Information given section start

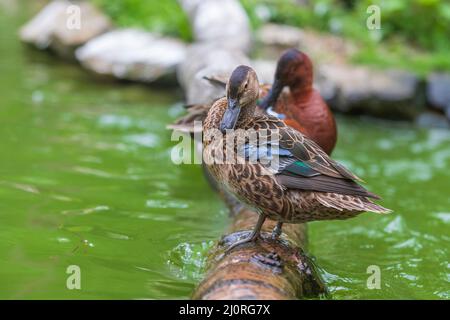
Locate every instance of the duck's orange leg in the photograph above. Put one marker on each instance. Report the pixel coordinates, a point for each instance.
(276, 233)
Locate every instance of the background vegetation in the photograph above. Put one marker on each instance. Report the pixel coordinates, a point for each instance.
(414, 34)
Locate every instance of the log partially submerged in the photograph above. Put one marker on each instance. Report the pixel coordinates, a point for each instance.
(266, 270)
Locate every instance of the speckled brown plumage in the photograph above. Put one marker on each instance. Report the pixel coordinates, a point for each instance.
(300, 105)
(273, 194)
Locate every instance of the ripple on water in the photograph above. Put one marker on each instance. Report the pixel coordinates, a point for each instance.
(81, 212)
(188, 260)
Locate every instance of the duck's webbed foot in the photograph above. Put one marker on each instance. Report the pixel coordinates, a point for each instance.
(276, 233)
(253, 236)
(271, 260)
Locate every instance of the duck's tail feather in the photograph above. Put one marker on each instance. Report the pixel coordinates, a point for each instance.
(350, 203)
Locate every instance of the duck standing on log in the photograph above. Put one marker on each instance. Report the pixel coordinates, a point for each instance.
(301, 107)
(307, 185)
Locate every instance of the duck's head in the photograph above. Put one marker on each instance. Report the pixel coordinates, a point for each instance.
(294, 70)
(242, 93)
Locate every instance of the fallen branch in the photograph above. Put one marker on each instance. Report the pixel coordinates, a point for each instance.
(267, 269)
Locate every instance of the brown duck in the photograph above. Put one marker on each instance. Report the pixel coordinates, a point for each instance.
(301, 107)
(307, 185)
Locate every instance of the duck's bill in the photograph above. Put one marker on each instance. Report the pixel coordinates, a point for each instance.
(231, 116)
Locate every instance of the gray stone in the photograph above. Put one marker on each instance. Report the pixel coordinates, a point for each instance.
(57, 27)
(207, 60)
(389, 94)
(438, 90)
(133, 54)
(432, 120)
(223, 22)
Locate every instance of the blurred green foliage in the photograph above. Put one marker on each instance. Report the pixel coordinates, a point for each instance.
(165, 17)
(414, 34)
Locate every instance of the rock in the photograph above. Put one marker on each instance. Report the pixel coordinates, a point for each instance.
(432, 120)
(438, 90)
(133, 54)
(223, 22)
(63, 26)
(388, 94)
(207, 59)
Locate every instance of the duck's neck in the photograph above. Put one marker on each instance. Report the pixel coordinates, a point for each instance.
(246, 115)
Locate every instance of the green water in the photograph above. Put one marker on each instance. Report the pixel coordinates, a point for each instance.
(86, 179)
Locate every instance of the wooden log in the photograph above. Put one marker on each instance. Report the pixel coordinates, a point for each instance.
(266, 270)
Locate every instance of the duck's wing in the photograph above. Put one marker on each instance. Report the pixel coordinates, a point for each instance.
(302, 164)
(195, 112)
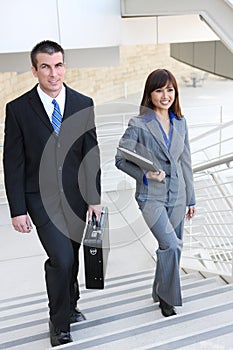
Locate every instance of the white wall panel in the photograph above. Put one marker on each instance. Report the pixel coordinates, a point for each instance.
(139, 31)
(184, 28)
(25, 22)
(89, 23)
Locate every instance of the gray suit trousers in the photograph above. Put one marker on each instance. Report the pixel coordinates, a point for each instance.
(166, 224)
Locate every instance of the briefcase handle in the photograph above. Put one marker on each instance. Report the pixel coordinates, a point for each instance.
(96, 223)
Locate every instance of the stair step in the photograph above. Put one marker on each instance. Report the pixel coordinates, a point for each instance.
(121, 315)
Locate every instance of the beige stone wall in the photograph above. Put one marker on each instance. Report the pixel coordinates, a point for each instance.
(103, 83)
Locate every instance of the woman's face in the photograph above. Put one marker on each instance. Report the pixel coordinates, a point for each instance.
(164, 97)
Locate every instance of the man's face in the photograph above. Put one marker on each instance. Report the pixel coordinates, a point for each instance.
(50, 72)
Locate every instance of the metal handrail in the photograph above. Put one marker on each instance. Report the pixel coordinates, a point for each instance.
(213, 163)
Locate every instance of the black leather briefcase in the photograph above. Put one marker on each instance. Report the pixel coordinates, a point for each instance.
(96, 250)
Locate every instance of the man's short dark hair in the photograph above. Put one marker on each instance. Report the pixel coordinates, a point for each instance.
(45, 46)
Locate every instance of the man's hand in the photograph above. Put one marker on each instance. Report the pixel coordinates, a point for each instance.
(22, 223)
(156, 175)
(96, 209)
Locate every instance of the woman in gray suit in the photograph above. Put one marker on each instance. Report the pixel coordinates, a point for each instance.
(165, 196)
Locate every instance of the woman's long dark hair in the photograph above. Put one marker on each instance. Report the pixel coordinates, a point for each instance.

Information given section end
Information given section start

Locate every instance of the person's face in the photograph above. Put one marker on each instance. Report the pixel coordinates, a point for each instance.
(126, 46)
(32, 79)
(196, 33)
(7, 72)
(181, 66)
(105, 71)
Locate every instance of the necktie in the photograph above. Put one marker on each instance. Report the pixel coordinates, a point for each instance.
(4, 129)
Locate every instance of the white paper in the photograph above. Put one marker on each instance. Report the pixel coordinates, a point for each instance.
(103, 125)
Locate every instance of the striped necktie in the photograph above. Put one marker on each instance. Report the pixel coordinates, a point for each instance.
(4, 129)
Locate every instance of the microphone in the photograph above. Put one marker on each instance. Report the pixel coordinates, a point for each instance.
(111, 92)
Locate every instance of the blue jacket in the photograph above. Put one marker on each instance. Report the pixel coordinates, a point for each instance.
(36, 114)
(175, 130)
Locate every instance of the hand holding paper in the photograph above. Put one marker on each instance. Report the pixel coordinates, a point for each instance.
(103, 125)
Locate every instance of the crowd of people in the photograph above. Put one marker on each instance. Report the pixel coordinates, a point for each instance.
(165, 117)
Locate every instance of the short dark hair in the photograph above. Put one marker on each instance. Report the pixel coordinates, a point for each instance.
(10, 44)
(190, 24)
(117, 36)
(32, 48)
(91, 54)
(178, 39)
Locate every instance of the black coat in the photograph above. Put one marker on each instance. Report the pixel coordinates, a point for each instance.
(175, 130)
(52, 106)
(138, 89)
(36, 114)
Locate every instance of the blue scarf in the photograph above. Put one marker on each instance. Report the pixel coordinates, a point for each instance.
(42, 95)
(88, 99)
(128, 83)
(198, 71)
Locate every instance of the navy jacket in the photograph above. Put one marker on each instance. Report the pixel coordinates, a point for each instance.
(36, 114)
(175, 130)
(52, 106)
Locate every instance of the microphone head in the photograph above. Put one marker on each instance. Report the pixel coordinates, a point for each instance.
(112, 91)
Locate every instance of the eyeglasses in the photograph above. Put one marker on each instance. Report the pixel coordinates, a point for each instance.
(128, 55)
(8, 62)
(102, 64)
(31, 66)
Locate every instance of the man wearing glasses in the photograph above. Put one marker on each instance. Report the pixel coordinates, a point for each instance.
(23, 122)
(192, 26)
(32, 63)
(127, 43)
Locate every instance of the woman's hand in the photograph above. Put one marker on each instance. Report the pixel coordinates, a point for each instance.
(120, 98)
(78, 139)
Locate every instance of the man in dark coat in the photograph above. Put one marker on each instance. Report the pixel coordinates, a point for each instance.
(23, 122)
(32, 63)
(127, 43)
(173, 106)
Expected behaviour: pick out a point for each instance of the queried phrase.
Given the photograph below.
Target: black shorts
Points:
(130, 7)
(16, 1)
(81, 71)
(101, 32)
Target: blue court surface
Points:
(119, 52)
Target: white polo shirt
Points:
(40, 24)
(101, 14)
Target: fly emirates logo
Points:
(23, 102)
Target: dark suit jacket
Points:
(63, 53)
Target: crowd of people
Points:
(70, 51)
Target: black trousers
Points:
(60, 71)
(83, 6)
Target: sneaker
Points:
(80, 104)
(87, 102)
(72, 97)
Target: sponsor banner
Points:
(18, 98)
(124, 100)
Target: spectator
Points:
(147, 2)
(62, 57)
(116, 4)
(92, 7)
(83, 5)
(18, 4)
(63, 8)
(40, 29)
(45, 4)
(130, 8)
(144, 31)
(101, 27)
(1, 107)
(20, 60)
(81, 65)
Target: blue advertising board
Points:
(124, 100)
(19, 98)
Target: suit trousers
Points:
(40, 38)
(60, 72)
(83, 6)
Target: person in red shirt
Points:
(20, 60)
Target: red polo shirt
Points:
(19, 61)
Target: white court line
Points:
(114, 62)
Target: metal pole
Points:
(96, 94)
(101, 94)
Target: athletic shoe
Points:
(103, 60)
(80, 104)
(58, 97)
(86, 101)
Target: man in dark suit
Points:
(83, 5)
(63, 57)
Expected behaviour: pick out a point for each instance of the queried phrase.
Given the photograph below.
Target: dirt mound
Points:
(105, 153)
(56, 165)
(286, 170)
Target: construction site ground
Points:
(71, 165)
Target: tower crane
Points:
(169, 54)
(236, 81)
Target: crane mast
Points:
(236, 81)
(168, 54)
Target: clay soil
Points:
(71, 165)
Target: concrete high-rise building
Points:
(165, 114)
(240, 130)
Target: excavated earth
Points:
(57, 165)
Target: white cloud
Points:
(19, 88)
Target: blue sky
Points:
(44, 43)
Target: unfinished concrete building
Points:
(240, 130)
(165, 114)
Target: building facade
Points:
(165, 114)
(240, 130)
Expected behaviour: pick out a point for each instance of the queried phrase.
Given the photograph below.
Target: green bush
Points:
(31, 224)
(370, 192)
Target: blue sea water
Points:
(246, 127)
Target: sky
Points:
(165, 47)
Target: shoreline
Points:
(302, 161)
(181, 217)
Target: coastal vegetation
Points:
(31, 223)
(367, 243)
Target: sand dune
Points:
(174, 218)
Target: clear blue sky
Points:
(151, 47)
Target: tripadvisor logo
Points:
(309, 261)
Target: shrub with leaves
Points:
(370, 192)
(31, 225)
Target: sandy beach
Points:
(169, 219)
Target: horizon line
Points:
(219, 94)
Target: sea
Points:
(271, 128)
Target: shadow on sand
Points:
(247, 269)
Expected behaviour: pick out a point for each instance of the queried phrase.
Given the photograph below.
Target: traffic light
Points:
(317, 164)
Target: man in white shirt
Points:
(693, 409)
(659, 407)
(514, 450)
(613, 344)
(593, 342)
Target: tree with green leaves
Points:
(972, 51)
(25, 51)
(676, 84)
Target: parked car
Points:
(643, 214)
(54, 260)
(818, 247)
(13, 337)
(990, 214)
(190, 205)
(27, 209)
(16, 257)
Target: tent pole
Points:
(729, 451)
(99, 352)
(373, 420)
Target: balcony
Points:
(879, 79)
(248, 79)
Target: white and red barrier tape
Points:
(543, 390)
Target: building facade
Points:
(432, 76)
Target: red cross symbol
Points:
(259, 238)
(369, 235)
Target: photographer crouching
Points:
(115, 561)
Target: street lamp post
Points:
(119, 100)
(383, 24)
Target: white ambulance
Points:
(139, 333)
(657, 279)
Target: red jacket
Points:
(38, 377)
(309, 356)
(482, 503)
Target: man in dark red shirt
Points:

Information given section end

Exercise details »
Take every line from the data that contains the word "with".

Task result »
Target: shrub with leaves
Target: tree with green leaves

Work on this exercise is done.